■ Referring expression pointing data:
--------------------

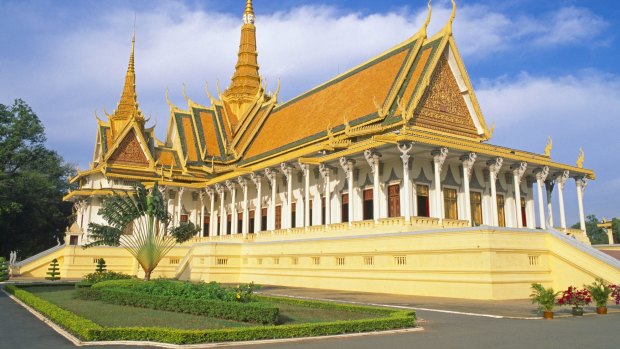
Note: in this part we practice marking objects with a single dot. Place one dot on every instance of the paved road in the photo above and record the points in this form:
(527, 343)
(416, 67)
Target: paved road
(20, 329)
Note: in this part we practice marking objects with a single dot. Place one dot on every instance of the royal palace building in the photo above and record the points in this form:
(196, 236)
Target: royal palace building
(382, 179)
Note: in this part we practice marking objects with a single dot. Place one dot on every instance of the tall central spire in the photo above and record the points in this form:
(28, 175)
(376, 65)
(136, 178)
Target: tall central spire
(128, 105)
(246, 81)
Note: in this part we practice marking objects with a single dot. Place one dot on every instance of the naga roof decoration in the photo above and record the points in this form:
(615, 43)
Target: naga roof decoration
(419, 88)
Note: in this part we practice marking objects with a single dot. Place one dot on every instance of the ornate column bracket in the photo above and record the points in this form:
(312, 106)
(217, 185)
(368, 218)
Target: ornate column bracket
(372, 157)
(494, 166)
(405, 148)
(439, 157)
(468, 162)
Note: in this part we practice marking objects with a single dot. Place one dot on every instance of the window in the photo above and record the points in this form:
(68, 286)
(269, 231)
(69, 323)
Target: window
(475, 199)
(278, 217)
(228, 224)
(422, 200)
(344, 210)
(205, 225)
(263, 219)
(368, 207)
(501, 218)
(252, 222)
(449, 203)
(394, 200)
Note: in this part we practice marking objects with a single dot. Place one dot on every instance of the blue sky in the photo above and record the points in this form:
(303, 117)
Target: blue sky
(540, 68)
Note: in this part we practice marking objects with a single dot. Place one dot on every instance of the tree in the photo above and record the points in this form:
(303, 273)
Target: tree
(33, 180)
(138, 221)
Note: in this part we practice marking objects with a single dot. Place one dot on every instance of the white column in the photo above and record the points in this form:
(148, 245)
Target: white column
(494, 167)
(517, 173)
(560, 181)
(348, 165)
(223, 216)
(405, 148)
(306, 171)
(271, 212)
(212, 221)
(180, 206)
(257, 179)
(549, 185)
(201, 220)
(372, 157)
(468, 161)
(287, 170)
(245, 218)
(233, 215)
(325, 172)
(541, 175)
(439, 157)
(581, 183)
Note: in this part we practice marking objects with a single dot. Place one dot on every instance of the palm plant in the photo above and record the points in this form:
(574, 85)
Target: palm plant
(145, 213)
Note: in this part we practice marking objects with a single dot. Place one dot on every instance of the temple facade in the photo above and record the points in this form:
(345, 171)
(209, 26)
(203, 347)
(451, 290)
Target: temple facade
(366, 178)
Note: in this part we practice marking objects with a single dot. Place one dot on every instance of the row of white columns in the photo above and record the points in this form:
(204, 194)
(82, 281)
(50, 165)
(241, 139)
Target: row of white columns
(373, 159)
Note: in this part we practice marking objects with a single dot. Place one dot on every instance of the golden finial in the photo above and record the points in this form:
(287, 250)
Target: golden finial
(580, 159)
(548, 147)
(448, 27)
(491, 130)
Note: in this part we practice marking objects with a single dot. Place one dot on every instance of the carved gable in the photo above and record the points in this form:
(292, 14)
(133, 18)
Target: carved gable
(129, 152)
(443, 106)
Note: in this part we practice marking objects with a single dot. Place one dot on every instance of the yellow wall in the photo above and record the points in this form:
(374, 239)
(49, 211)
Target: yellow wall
(474, 263)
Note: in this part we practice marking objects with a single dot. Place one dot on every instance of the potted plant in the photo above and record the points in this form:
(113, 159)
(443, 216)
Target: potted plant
(600, 292)
(545, 298)
(576, 298)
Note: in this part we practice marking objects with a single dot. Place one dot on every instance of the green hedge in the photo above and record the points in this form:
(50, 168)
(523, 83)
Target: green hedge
(90, 331)
(257, 312)
(78, 325)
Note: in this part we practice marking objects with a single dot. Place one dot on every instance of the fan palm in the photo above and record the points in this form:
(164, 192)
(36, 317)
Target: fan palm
(145, 215)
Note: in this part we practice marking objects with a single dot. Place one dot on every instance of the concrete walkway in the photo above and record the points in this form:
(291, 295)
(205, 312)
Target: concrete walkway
(447, 323)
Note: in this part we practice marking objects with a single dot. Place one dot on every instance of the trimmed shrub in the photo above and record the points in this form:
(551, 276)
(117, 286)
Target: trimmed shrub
(53, 271)
(185, 289)
(4, 269)
(100, 266)
(257, 312)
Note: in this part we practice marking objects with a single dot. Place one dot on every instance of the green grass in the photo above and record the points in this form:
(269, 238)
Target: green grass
(109, 315)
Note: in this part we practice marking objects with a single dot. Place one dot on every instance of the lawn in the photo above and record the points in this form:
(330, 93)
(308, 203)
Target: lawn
(109, 315)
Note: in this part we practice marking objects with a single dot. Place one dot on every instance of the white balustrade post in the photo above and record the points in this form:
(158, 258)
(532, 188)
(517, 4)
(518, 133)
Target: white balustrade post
(468, 161)
(405, 148)
(541, 175)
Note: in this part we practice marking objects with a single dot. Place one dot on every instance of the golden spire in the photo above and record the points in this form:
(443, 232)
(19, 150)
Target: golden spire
(128, 105)
(246, 82)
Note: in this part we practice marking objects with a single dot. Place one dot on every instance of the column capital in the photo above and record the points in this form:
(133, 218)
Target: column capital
(495, 165)
(518, 170)
(561, 178)
(439, 156)
(243, 182)
(271, 173)
(541, 173)
(287, 170)
(347, 164)
(468, 162)
(230, 185)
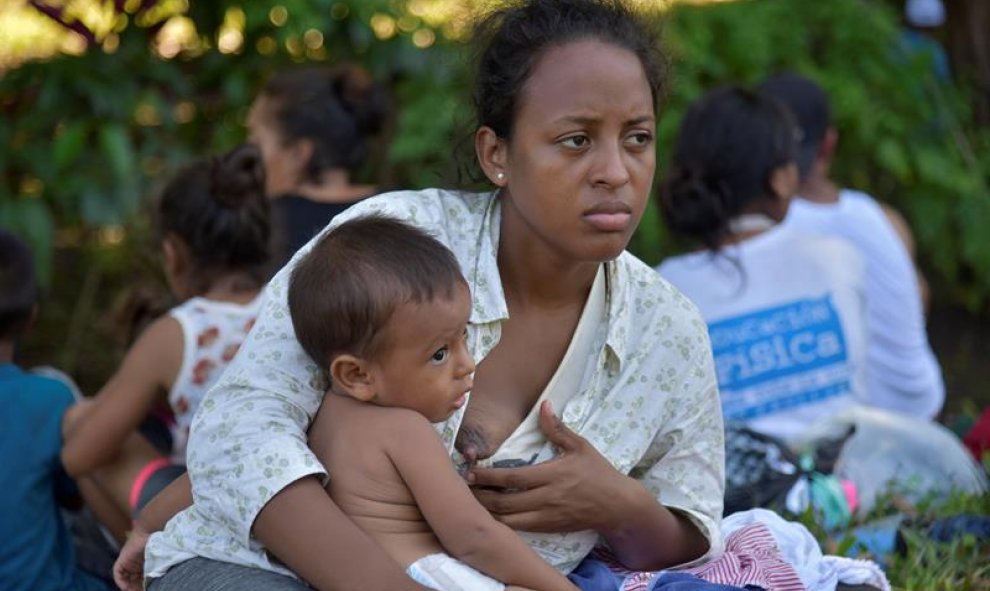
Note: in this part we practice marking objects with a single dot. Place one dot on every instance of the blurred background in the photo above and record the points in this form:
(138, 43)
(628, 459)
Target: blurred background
(101, 100)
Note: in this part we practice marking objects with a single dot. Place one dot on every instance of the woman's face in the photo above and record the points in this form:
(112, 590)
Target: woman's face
(580, 163)
(283, 166)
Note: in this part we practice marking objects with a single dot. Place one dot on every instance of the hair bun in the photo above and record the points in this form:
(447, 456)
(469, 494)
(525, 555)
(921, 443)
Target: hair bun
(695, 207)
(238, 176)
(361, 97)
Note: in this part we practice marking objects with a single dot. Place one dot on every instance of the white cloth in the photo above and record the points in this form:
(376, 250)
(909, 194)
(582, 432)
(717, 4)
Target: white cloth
(212, 332)
(647, 401)
(527, 442)
(445, 573)
(904, 375)
(785, 316)
(799, 548)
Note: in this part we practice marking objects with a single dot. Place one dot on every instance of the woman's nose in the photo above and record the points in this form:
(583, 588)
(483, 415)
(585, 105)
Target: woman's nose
(611, 168)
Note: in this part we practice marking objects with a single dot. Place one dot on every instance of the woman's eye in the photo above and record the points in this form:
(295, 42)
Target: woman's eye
(440, 356)
(575, 141)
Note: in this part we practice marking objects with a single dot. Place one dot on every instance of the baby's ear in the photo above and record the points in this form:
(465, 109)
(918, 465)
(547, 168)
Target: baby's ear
(349, 374)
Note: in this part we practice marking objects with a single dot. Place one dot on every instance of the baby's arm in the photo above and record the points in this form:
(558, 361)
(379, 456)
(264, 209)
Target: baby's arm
(463, 526)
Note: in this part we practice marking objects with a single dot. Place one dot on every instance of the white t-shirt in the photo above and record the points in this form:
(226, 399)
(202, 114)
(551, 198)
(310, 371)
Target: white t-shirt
(785, 314)
(904, 374)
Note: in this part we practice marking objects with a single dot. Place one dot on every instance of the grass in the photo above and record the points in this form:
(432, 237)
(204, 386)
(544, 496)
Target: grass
(922, 564)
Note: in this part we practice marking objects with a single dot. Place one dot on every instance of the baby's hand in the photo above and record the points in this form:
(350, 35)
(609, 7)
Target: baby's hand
(128, 570)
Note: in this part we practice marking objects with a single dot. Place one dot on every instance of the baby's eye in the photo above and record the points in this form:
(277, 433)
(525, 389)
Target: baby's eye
(440, 356)
(575, 141)
(640, 138)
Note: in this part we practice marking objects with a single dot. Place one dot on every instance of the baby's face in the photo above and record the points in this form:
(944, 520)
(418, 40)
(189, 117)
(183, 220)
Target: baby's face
(426, 365)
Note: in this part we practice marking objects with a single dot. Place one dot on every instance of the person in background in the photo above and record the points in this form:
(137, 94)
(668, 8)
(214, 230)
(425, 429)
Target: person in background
(313, 126)
(214, 227)
(785, 309)
(36, 548)
(921, 18)
(904, 376)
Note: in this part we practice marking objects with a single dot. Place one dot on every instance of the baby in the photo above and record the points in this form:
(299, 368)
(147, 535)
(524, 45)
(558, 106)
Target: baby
(383, 308)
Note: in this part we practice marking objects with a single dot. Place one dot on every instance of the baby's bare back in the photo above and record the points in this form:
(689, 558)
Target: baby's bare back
(363, 480)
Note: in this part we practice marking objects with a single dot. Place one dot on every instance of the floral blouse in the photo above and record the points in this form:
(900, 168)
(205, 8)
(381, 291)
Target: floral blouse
(648, 400)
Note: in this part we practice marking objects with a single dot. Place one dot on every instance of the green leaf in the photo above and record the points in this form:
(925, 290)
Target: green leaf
(68, 144)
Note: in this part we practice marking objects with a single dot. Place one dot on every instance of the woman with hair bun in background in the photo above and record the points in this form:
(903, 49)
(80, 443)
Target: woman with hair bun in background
(213, 222)
(785, 310)
(313, 126)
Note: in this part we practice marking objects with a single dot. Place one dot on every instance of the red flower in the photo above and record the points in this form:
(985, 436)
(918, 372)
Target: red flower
(201, 371)
(207, 337)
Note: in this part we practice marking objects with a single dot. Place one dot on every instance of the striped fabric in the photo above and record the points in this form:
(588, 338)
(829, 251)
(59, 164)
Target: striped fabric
(751, 558)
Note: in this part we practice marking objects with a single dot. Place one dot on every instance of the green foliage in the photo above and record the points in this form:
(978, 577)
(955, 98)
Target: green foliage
(86, 140)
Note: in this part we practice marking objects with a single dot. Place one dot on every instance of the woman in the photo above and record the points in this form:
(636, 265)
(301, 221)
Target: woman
(313, 126)
(565, 99)
(214, 227)
(785, 309)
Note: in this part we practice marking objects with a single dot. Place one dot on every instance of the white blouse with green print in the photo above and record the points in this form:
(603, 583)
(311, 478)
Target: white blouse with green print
(648, 400)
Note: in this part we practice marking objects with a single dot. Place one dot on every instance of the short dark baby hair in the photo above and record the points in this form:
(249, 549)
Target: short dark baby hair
(343, 292)
(18, 286)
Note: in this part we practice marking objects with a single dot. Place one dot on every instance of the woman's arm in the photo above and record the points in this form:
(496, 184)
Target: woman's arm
(128, 569)
(296, 523)
(94, 437)
(466, 531)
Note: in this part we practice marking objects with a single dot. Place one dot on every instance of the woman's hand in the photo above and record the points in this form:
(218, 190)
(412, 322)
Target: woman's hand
(128, 570)
(577, 490)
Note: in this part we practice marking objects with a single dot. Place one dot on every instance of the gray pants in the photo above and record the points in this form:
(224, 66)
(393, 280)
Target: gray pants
(203, 574)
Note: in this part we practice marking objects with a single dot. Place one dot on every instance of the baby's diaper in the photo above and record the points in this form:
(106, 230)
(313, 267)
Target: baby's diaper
(445, 573)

--------------------

All lines from the one containing "the baby's diaper" to the end of the records, both ends included, should be printed exactly and on their own.

Note: in this part we practice marking objects with a single dot. Place one dot on every instance of the baby's diaper in the photo above and record the points in this form:
(106, 230)
(313, 267)
Target: baby's diaper
(445, 573)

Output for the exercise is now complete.